═══ Working data ═══

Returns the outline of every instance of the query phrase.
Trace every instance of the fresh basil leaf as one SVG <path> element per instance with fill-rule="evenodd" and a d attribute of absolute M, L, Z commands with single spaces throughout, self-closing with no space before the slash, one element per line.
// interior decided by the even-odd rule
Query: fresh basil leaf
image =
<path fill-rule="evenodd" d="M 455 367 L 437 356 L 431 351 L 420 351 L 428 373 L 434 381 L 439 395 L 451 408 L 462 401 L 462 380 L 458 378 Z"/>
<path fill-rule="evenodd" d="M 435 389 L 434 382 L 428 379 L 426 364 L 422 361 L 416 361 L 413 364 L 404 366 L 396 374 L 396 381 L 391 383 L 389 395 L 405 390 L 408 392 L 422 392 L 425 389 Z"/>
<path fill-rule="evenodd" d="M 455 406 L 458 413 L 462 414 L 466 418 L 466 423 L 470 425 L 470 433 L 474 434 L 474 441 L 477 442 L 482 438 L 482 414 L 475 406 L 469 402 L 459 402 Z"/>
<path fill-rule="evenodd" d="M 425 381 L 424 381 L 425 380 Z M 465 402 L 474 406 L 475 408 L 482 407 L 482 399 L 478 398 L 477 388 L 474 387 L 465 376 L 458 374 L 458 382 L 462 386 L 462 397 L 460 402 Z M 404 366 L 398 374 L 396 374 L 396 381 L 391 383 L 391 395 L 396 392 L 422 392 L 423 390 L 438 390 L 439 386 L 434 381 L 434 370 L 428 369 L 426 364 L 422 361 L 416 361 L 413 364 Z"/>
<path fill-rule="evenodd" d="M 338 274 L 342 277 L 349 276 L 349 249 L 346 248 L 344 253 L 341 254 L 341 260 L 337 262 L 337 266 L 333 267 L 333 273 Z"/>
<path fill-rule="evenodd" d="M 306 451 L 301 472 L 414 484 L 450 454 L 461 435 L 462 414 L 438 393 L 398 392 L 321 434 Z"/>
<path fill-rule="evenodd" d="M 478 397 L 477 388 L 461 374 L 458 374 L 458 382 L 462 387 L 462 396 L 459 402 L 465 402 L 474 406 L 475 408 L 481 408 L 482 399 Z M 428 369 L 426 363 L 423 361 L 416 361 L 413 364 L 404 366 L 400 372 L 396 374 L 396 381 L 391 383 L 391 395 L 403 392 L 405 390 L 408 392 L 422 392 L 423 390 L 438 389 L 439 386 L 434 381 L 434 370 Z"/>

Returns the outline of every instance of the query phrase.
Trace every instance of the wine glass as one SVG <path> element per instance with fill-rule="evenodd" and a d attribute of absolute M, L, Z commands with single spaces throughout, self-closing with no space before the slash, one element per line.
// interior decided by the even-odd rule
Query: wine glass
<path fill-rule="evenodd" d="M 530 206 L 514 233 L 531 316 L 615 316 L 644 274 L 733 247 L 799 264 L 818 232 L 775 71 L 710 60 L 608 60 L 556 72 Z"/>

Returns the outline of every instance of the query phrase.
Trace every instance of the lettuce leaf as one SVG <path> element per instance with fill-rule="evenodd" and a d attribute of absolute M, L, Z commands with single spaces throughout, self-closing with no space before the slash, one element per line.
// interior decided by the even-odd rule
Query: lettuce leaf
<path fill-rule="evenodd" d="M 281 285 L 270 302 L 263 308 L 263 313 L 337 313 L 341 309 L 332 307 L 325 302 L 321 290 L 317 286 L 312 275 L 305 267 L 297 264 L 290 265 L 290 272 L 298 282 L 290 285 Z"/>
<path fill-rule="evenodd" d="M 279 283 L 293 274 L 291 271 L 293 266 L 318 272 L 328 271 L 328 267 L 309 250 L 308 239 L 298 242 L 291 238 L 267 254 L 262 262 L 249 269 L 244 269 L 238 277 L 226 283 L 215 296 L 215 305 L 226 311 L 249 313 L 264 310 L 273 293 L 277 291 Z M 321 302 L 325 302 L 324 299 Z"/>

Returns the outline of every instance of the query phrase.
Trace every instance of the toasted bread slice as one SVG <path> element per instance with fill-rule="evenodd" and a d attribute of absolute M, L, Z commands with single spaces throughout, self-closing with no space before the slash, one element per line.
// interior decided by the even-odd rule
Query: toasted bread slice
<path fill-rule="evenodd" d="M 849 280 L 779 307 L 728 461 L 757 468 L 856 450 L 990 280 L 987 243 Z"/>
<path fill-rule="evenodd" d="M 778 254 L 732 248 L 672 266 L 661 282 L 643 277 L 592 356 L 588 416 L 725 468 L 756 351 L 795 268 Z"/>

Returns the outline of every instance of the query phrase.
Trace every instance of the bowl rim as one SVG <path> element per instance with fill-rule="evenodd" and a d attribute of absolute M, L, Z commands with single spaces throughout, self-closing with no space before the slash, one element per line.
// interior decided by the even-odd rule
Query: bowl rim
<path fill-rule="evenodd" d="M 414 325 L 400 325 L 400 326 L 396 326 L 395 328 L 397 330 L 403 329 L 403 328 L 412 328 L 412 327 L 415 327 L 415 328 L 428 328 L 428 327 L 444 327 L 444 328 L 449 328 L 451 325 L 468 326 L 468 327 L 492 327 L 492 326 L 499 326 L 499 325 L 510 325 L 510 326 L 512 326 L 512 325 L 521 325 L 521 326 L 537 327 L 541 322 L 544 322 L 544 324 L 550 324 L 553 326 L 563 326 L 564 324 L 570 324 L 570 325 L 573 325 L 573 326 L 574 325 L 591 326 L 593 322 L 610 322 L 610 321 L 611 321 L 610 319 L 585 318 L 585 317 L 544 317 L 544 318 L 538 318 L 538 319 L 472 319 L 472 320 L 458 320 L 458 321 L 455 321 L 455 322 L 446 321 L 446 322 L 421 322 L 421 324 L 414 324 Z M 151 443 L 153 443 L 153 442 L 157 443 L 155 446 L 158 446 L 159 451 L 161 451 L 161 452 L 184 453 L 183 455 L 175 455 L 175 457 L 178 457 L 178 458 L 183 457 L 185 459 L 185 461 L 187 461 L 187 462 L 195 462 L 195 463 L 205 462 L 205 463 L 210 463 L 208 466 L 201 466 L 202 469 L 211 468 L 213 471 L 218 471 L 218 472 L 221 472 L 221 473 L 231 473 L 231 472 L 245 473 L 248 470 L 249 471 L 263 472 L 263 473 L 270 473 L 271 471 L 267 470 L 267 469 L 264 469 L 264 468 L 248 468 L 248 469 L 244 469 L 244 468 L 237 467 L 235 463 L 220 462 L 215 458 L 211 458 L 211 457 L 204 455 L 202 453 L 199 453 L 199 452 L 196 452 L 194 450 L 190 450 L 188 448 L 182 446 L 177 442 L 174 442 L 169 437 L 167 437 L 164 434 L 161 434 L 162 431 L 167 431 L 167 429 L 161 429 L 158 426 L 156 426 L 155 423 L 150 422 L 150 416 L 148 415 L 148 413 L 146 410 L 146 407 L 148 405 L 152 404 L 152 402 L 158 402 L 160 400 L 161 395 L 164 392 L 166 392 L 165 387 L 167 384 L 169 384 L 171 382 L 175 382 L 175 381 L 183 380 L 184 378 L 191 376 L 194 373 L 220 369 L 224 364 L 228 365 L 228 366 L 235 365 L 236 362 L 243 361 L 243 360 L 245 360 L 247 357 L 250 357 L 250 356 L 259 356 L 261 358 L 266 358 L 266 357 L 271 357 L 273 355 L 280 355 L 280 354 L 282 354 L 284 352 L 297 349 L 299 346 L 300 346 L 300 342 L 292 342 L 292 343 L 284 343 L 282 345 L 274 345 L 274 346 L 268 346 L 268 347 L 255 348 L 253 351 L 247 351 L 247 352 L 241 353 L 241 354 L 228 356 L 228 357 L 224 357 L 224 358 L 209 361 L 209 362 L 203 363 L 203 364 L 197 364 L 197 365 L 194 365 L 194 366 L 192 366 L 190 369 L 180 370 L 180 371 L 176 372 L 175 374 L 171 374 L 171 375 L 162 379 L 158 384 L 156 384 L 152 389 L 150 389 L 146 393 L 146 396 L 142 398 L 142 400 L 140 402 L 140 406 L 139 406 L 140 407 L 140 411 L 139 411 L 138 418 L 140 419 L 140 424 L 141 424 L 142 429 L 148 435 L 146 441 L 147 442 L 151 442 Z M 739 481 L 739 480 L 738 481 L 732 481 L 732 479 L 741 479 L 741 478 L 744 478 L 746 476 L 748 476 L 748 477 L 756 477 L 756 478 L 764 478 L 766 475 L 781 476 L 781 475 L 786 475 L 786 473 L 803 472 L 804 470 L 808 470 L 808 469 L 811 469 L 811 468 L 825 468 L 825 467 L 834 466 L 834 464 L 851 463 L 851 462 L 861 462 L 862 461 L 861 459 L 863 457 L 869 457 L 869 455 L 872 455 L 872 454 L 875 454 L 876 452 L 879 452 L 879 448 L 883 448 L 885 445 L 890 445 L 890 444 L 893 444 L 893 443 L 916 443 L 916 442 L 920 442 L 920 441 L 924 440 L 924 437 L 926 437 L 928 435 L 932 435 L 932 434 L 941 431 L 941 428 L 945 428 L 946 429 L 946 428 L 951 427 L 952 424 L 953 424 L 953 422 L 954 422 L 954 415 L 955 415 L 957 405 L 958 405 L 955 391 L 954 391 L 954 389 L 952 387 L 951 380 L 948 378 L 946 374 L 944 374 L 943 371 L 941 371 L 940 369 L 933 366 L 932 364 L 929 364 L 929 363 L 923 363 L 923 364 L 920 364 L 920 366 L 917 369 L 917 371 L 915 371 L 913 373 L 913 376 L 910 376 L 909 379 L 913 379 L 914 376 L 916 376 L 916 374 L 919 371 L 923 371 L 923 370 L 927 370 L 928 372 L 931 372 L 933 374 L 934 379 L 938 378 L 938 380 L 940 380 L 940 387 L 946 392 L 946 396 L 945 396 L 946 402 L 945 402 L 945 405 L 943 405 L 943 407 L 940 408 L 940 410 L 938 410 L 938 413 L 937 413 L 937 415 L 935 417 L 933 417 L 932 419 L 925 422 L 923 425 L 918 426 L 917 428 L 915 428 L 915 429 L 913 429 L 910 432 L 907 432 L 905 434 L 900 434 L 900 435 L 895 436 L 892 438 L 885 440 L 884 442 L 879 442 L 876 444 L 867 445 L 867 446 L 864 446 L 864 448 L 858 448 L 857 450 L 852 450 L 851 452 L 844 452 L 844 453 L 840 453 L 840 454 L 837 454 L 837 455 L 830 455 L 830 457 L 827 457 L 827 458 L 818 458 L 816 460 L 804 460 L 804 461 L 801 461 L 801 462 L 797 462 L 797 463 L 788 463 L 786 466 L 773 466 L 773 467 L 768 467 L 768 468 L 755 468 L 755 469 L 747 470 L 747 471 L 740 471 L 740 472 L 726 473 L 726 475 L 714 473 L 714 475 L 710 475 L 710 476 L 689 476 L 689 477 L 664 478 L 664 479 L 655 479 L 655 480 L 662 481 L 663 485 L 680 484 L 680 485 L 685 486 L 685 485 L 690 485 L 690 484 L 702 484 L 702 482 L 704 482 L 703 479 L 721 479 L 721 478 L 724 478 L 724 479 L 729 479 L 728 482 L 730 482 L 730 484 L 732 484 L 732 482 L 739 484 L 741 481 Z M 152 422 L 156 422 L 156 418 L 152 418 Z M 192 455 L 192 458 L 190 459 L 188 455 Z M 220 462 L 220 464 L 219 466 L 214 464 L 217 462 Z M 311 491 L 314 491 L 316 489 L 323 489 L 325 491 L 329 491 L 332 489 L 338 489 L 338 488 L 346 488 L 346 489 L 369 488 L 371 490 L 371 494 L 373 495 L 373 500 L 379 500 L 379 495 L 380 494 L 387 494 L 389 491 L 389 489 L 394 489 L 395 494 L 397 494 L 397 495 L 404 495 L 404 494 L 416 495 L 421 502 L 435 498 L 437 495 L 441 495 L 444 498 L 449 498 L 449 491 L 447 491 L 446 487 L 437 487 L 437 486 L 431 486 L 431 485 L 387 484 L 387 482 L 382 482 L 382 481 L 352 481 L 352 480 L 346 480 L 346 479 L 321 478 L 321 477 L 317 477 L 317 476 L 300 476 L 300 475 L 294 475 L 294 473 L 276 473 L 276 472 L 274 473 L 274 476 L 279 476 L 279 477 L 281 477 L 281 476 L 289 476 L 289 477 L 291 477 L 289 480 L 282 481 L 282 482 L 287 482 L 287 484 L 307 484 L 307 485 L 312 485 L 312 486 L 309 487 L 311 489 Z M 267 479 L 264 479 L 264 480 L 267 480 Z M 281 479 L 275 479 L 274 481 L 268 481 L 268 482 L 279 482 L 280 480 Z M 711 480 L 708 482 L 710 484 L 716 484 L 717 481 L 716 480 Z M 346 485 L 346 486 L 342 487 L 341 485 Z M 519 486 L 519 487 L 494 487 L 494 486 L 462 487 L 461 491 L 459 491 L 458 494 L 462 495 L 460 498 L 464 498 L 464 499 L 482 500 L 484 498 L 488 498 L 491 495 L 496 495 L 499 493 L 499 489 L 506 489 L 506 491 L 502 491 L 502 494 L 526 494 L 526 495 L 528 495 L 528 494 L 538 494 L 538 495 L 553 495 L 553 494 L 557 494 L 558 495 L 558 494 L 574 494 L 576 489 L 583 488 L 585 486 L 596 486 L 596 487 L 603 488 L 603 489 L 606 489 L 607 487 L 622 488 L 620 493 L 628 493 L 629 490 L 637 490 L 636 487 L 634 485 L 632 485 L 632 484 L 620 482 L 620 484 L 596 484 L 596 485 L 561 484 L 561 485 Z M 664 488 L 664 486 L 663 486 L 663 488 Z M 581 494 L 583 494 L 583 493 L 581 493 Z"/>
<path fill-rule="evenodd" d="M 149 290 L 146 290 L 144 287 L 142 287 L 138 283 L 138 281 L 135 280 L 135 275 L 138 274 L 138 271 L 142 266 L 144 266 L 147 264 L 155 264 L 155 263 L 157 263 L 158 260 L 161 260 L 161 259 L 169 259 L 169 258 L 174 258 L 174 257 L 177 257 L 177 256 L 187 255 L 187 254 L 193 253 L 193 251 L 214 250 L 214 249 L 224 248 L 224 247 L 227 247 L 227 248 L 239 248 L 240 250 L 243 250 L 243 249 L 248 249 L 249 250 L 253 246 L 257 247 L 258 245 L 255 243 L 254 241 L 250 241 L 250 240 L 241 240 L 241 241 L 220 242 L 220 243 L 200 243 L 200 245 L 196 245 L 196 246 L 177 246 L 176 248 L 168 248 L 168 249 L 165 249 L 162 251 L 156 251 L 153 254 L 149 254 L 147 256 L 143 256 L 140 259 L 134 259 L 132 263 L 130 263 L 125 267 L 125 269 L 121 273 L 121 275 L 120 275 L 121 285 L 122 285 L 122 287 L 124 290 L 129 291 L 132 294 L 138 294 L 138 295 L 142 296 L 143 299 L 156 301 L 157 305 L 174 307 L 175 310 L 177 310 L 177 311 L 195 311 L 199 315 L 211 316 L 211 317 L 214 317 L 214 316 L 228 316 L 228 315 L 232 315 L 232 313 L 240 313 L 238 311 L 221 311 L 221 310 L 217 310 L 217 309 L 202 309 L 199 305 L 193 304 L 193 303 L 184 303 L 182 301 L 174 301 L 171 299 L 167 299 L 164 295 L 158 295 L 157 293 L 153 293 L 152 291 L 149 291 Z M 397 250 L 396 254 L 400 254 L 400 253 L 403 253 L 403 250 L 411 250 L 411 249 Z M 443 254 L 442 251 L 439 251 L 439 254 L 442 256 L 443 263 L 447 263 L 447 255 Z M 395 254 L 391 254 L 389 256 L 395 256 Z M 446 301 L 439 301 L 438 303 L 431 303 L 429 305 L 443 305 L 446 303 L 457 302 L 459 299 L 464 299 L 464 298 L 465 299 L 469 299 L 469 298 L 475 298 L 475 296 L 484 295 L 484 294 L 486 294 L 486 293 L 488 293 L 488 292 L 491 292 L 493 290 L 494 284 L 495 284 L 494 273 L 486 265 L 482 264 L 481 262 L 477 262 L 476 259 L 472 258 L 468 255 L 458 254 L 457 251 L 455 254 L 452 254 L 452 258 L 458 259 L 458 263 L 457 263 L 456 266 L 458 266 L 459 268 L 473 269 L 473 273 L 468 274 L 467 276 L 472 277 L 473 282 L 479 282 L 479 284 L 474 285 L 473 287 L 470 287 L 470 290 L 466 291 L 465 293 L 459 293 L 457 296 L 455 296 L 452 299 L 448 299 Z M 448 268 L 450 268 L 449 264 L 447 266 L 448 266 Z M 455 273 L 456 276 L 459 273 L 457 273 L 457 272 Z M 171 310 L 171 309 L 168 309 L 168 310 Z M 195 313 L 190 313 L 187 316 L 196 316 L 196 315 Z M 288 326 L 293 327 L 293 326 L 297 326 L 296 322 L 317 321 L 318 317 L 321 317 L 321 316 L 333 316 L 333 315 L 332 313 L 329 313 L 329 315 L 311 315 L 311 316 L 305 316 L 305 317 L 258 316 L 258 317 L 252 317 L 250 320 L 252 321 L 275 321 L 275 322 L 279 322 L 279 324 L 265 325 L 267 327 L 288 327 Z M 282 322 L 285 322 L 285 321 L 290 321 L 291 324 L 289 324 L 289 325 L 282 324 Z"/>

═══

§ Do this
Put the lines from the beginning of the material through the line containing "Trace every instance of the fresh", both ends included, into a numbered list, leaving out any blank lines.

§ The completed task
1. Returns the outline of every instance of the query phrase.
2. Trace every instance of the fresh basil leaf as one SVG <path> element per instance with fill-rule="evenodd" and a d attribute of absolute M, L, Z commands with single spaces throughout, self-closing with no space before the slash, one element per line.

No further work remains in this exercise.